»»

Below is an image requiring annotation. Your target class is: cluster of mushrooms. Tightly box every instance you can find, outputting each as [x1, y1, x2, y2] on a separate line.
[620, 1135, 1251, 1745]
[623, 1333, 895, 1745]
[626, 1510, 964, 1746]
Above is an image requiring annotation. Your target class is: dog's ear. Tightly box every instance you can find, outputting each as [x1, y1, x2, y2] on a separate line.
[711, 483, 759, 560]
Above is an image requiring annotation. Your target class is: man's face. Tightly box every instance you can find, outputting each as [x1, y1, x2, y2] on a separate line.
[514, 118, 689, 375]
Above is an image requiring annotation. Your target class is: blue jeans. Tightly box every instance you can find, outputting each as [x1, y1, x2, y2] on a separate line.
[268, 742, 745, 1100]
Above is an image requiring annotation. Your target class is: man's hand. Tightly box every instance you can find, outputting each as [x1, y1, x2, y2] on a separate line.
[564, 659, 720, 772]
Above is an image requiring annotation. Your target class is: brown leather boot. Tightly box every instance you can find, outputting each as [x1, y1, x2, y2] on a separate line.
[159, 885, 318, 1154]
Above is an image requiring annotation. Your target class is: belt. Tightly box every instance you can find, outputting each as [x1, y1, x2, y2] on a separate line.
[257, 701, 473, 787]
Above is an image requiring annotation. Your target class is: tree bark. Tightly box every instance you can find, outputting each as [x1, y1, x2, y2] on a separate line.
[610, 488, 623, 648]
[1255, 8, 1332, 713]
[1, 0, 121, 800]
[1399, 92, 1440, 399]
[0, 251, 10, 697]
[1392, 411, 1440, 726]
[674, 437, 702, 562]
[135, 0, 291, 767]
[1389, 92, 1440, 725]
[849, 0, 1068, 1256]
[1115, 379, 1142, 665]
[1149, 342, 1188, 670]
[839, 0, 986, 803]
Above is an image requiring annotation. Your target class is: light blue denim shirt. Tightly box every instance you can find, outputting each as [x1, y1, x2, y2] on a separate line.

««

Repeat only the tail of the entries, exactly: the line containing "class is: belt." and every line after it, to the end.

* [Task result]:
Above is an image requiring annotation. Your target class is: belt. Tightly box every instance you can find, outputting each as [x1, y1, x2, y2] on a separate line.
[257, 701, 473, 787]
Above is an image requiring annotation. Your target class is: tree bark. Tightly box every instance you can find, outputting each as [x1, y1, x2, y2] on a separate line.
[610, 488, 623, 648]
[1255, 8, 1332, 713]
[1, 0, 121, 800]
[1399, 92, 1440, 399]
[0, 251, 10, 697]
[1392, 411, 1440, 726]
[674, 437, 702, 562]
[135, 0, 291, 767]
[1389, 92, 1440, 725]
[849, 0, 1068, 1256]
[1115, 379, 1142, 665]
[1149, 342, 1188, 670]
[839, 0, 986, 803]
Above is an image requiring annotation. Your target class is: light blue denim shirt. Tightly box every instance you can find, outputting each as [x1, y1, x2, y2] on a separate line.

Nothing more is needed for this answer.